### [Problem to solve]
Count the lines in the records below that contain the string "wall", with case counting, and give only the number.

##### Extracted records #####

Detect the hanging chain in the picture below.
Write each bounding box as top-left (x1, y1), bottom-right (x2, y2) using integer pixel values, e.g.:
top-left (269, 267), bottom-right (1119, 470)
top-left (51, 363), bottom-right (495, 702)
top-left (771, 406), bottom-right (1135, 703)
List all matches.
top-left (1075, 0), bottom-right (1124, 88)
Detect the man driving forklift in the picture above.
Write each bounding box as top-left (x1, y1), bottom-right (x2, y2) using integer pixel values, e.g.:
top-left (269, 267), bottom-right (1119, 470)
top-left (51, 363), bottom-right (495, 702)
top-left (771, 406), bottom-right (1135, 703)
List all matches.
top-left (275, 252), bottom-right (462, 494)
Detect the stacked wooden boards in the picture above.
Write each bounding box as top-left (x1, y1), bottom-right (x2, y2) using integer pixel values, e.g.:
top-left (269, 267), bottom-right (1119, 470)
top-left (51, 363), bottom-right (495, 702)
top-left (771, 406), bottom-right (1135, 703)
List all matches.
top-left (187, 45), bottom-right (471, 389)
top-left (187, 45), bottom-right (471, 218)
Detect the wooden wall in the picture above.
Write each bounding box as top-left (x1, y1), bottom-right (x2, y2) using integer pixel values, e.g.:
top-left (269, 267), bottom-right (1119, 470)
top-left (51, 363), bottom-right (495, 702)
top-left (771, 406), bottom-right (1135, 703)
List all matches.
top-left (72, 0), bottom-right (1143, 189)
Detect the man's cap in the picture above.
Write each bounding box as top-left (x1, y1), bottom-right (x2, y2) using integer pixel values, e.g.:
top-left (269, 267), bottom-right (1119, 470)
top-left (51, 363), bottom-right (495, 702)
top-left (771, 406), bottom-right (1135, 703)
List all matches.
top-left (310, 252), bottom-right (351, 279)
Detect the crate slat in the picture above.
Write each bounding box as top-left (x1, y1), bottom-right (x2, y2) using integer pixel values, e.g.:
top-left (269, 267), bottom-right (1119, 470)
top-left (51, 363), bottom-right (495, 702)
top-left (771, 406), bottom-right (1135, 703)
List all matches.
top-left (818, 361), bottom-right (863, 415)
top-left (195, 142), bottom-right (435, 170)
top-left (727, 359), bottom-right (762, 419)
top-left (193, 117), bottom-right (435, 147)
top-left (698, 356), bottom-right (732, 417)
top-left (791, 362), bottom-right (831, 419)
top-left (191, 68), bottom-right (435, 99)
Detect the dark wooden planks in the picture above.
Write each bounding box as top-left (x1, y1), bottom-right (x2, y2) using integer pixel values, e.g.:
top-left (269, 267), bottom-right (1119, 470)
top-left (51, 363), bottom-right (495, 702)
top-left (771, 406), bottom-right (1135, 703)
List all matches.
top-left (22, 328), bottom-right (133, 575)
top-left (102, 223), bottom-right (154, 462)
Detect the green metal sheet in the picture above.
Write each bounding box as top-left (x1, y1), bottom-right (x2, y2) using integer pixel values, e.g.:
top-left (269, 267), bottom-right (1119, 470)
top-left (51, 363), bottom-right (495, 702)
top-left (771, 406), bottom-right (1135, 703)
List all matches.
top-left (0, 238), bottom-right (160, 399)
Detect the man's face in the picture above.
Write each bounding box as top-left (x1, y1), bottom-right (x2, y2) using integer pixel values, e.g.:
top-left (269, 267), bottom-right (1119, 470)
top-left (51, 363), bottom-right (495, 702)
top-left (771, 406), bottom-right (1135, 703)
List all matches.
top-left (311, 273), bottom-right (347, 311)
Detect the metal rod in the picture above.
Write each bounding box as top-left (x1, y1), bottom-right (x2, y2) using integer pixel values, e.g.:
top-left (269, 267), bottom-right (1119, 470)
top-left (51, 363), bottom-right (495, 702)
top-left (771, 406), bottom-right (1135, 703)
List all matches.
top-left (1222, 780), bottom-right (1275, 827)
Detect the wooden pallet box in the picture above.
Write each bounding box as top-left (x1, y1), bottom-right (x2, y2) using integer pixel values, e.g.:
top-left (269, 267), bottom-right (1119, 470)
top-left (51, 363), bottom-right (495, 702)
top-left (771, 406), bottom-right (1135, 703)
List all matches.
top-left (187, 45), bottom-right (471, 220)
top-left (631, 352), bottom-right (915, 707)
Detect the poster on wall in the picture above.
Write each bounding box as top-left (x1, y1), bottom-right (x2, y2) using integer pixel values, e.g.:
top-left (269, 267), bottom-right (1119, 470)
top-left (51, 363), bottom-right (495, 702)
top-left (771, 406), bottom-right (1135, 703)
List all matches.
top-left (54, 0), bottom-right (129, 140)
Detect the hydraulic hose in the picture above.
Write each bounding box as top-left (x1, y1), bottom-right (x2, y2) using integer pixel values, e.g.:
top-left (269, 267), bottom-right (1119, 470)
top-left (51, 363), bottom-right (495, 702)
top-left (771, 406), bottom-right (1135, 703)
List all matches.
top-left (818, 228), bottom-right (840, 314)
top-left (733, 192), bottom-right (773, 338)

#####

### [Result of this exercise]
2